Please print each of the following items again word for word, from the first through the last.

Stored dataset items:
========================
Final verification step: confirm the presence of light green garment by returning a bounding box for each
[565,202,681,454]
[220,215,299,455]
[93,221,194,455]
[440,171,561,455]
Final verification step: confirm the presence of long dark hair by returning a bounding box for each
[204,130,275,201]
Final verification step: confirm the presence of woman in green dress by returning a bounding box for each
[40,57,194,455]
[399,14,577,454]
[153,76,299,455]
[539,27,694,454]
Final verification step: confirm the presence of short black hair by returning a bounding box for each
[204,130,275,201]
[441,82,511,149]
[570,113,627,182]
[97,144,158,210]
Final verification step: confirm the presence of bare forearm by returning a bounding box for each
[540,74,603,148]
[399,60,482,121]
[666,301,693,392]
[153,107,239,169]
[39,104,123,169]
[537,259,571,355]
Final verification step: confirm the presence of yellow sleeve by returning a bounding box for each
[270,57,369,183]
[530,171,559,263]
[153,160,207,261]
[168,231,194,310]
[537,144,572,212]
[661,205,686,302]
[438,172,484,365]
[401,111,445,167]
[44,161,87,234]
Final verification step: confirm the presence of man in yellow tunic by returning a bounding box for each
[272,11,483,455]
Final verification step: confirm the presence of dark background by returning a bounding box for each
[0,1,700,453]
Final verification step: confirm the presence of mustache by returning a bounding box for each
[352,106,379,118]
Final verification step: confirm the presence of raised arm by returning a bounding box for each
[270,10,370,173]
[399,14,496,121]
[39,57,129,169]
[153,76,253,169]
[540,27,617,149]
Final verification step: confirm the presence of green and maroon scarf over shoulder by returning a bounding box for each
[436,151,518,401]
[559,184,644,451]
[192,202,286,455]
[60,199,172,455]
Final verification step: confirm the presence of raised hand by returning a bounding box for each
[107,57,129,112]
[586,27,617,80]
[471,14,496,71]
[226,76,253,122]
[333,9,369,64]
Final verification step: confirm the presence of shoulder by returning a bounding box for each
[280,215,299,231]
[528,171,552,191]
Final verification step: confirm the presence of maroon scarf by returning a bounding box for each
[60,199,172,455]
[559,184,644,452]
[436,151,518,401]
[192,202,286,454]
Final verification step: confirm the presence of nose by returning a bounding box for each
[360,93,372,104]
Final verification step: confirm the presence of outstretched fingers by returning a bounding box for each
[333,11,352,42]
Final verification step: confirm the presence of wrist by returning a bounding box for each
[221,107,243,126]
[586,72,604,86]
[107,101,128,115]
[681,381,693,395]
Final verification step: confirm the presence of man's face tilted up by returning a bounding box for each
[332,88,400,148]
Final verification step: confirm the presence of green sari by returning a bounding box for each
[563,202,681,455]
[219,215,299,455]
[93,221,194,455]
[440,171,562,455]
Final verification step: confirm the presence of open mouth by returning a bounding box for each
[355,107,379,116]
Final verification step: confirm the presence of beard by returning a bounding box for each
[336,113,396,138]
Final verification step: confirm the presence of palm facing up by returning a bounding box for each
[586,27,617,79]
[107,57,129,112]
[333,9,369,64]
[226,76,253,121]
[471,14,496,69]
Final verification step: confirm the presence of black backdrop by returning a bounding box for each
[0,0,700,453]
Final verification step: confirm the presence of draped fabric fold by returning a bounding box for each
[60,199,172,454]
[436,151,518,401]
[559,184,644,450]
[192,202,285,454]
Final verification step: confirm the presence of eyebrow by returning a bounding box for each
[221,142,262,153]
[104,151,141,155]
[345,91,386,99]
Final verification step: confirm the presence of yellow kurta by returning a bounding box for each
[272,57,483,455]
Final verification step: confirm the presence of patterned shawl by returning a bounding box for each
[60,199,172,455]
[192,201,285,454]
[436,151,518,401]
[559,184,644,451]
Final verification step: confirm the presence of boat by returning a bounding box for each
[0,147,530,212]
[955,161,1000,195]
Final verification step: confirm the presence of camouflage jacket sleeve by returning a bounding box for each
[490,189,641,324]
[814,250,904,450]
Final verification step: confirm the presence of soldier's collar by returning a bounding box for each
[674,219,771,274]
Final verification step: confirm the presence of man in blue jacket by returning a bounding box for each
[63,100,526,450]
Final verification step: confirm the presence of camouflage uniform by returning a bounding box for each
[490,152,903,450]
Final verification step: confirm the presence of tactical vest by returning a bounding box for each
========================
*Final result:*
Final verification step: confirm the presence of light green garment by returning a bounding box for each
[565,202,681,454]
[220,215,299,455]
[93,221,194,455]
[440,171,561,455]
Final verification step: confirm the presence of long dark hair by returning a bounding box for each
[204,130,275,201]
Final verification step: confirm the presence of woman in green dress by returning a bounding box for each
[40,57,194,455]
[399,14,577,454]
[153,76,299,455]
[539,27,694,454]
Final verification step: confirm the presence of short black hair by returning a bounding box for each
[204,130,275,201]
[441,82,511,149]
[570,113,627,182]
[97,144,158,210]
Final verification step: confirm the presence of bare forearm by returning a bounding box for each
[540,74,603,148]
[399,60,482,121]
[666,301,693,392]
[153,107,239,169]
[39,104,123,169]
[537,259,571,355]
Final verification step: confirm the presence of yellow sleeve by returning a bounding box for each
[270,57,369,183]
[530,171,559,263]
[153,160,207,261]
[168,231,194,310]
[537,144,572,212]
[661,205,686,302]
[438,172,484,365]
[401,111,445,167]
[44,161,87,234]
Final verification step: confirm the presence of man in yellow tunic by returning a bounding box for each
[272,11,483,455]
Final verification step: confirm the presence of dark background by returning a bounding box for each
[0,1,700,453]
Final verification step: confirm the presence of mustache by returning a bounding box for each
[352,106,379,118]
Final verification step: confirm the presence of raised arm by returning a bounding box for each
[270,10,370,173]
[399,14,496,121]
[39,57,129,169]
[153,76,253,169]
[540,27,617,149]
Final verification step: confirm the presence of green and maroon scarf over shoulder by returning a bounding box for each
[436,151,518,401]
[559,184,644,451]
[192,202,286,455]
[60,199,172,455]
Final verification step: confirm the presence of raised hand by returning a bounding box for each
[107,57,129,112]
[586,27,617,80]
[471,14,496,71]
[226,76,253,122]
[333,9,369,64]
Final verification step: confirm the presence of shoulder by returning a bounding box for each
[280,215,299,231]
[528,171,552,191]
Final verification step: confirm the presence of maroon scarf by returning a bounding box for each
[60,199,172,455]
[559,184,644,452]
[436,151,518,401]
[192,202,286,454]
Final verification step: confirm the presence of nose by returning a bounding box for each
[360,93,372,104]
Final verification step: confirm the presence of outstretched fingers by returning a bounding box for each
[333,11,352,42]
Final verification step: confirm the presence of wrist by returning a bounding box for each
[221,107,243,126]
[586,72,604,86]
[107,101,128,115]
[681,381,693,395]
Final verification step: confirm the presence of man's face tilted up by returning a bounding box for each
[332,88,400,148]
Final verification step: confirm the presence of green sari by returning a bounding box for each
[563,202,681,455]
[219,215,299,455]
[93,221,194,455]
[440,171,562,455]
Final verification step: confirm the presence of open mouth by returning a bounding box for each
[355,107,379,116]
Final verification step: confirm the presence of beard by returning a bounding box for each
[336,113,396,138]
Final verification step: confirm the presence of palm facing up by returning a bounding box for each
[586,27,617,79]
[107,57,129,112]
[333,9,369,64]
[226,76,253,121]
[471,14,496,69]
Final verification step: confirm the presence of black backdrop by returning a bounding box for each
[0,0,700,453]
Final verification step: confirm the presence of draped fabric fold by returning a bounding box for each
[60,199,172,454]
[436,151,518,401]
[559,184,644,450]
[192,202,285,454]
Final verification step: confirm the presence of eyebrow by returning a bounding box for each
[221,142,262,153]
[104,151,141,155]
[345,91,386,99]
Final verification step: confirm the presence of yellow kurta by returning a bounding box for each
[272,57,483,455]
Final verification step: confirm the presence of patterned shawl by returning a bounding box for each
[60,199,172,455]
[192,201,285,454]
[436,151,518,401]
[559,184,644,451]
Final verification step: confirm the presence of boat by returning a bounding box for each
[0,147,530,212]
[955,161,1000,195]
Final verification step: confirm the presence of camouflage jacket sleeve by returning a bounding box for each
[490,189,641,324]
[814,250,904,450]
Final verification step: confirm the presence of soldier's collar by returning a bounding box for each
[674,219,771,274]
Final verification step: confirm the presence of man in blue jacket by returning a bounding box for each
[63,100,526,450]
Final verification step: confirm the presence of camouflage uniform by returning a bounding box for each
[490,152,903,450]
Final verification step: confirm the presence of tactical vest by returning a bounding box for each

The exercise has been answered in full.